*WHAT TO DO*.
When the line with "555, row 279." appears below, start repeating lines exactly, and keep going through the line with "9, row 264."; add nothing outside that span.

*DATA TO USE*.
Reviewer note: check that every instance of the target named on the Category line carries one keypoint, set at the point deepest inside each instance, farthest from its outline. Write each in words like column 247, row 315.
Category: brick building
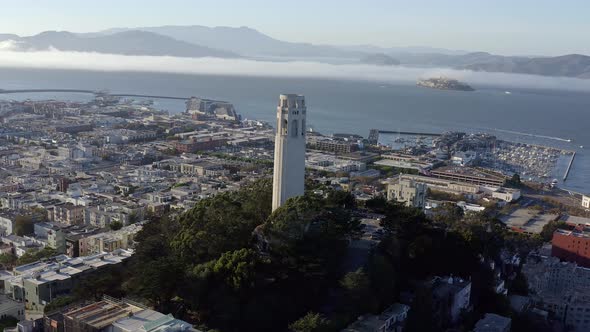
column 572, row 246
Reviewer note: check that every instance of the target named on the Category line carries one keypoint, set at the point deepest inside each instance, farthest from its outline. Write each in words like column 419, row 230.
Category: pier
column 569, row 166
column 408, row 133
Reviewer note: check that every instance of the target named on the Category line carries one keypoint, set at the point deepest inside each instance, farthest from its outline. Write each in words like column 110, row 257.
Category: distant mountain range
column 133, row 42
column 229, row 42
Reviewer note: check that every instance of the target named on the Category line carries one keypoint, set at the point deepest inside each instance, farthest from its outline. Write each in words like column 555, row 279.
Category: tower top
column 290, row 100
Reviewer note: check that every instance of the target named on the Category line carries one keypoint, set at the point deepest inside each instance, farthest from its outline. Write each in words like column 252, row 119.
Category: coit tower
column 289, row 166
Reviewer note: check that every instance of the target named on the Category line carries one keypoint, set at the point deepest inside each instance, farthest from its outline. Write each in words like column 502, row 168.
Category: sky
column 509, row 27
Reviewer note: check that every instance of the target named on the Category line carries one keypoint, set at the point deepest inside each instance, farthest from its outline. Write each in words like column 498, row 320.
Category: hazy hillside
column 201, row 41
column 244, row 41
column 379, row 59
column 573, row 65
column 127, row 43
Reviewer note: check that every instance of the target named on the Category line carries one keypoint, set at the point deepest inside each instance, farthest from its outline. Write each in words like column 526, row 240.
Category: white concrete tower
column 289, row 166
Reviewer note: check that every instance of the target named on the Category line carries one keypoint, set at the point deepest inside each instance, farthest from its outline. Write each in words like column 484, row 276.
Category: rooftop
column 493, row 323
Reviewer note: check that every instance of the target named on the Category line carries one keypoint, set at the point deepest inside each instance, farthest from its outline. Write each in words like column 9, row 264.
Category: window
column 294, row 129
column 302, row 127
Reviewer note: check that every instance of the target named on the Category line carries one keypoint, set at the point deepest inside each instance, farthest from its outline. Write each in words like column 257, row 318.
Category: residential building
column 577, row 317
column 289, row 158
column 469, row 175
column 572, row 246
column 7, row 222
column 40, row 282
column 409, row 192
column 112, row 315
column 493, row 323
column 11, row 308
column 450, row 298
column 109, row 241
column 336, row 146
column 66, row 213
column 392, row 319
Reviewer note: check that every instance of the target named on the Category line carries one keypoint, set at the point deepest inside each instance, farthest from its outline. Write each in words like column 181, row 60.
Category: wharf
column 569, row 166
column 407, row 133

==

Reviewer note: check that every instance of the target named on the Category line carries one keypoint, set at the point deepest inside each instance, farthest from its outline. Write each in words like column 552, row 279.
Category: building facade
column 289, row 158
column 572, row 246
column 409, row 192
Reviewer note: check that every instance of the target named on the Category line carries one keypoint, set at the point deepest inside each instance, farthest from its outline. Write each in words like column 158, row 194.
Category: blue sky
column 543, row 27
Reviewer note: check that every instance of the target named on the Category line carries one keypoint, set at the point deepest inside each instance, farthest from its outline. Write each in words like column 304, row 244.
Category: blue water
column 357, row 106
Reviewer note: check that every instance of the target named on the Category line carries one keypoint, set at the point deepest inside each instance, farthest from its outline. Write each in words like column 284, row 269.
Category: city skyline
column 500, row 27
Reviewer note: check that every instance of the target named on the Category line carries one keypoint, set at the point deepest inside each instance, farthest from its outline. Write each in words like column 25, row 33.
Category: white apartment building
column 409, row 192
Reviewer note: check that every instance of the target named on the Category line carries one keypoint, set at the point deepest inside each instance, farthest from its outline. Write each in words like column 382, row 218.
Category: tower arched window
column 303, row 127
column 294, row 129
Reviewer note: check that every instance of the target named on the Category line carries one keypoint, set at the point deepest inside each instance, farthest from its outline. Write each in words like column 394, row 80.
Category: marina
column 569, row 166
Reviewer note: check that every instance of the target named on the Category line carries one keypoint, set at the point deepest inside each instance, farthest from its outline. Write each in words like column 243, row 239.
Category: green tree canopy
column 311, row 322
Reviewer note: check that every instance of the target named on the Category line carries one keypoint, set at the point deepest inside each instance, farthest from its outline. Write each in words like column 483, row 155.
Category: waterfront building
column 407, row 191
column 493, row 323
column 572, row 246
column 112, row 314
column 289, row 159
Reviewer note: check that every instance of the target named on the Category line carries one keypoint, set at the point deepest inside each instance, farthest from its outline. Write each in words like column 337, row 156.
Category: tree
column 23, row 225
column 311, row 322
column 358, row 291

*EXERCISE OUTPUT*.
Reviewer note: check that every instance of the target named on the Category line carries one keypoint, set at the point deepest inside each instance, farthest from its outline. Write each in words like column 555, row 279.
Category: tower top
column 290, row 100
Reviewer note: check that every instance of the target named on the Category line carries one keypoint, set at the point deepest inside each instance, farthest from its outline. Write each in words like column 252, row 119.
Category: coit tower
column 289, row 166
Reviewer note: check that every instance of the target named on the Category line carries one keypoint, set at the point deepest inside each instance, farthest from its outline. Write each in words like column 502, row 168.
Category: sky
column 509, row 27
Reviewer note: check that every instance of the target named on the Category line carries one keypoint, set at the point deepest inside each instance, farthest from its outline. Write each in words like column 498, row 320.
Category: hazy hillside
column 201, row 41
column 244, row 41
column 379, row 59
column 573, row 65
column 127, row 43
Reviewer note: check that every instance of the target named on the Category line carries one keypoint, set at the point deepest inside each instance, farthest from its outline. Write each in words like column 526, row 240.
Category: white concrete tower
column 289, row 166
Reviewer note: check that every instance of the target named on the Category line carries one keypoint, set at the point deepest inside each instance, farthest from its outline. Write each in words like column 484, row 276.
Category: rooftop
column 493, row 323
Reviewer note: check that every instance of the target named on the Category line carries one keypoint, set at the point deepest inside each instance, farthest from its outline. Write each in words like column 9, row 264.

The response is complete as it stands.